- **EXERCISE TASK 1**
Please set down the passage of the merchant cancellation text below, word for word, from "FCAC strongly recommends" to "received the notice.".
- **EXERCISE TASK 2**
Render this sentence from the merchant cancellation text in Spanish: "Merchants have 90 days from the date they receive the notice of the new fee or fee increase to cancel their contract without penalty."

- **TEXT EXTRACT**
'''
FCAC strongly recommends that this summary be presented in an information box, but this requirement can be met in other formats.
Your right to cancel your contract
Merchants are allowed to cancel their contracts without penalty following the introduction of a new fee, a fee increase or when a reduction in applicable interchange fees is not passed on to the merchant.
Merchants have 90 days from the date they receive the notice of the new fee or fee increase to cancel their contract without penalty. This notice should provide merchants with enough information for them to reasonably assess the impact of the new fee or fee increase on their business. FCAC’s Commissioner has issued guidance that if a merchant can assess this impact only at a later date after receiving the notice, then the 90-day period to cancel without penalty should start at that point and not when they received the notice.
This right to cancel does not apply if a fee increase is made in accordance with a predetermined schedule included in the merchant’s contract, such as a schedule based on the merchant’s sales volumes.
'''
- **DATA**
'''
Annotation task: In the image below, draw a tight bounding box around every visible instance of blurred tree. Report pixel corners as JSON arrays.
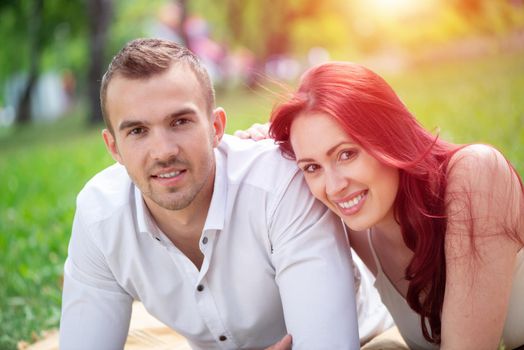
'''
- **CORRECT RESULT 1**
FCAC strongly recommends that this summary be presented in an information box, but this requirement can be met in other formats.
Your right to cancel your contract
Merchants are allowed to cancel their contracts without penalty following the introduction of a new fee, a fee increase or when a reduction in applicable interchange fees is not passed on to the merchant.
Merchants have 90 days from the date they receive the notice of the new fee or fee increase to cancel their contract without penalty. This notice should provide merchants with enough information for them to reasonably assess the impact of the new fee or fee increase on their business. FCAC’s Commissioner has issued guidance that if a merchant can assess this impact only at a later date after receiving the notice, then the 90-day period to cancel without penalty should start at that point and not when they received the notice.

- **CORRECT RESULT 2**
Los comerciantes tienen 90 días a partir de la fecha en que reciben el aviso de la nueva tarifa o del aumento de tarifa para cancelar su contrato sin penalización.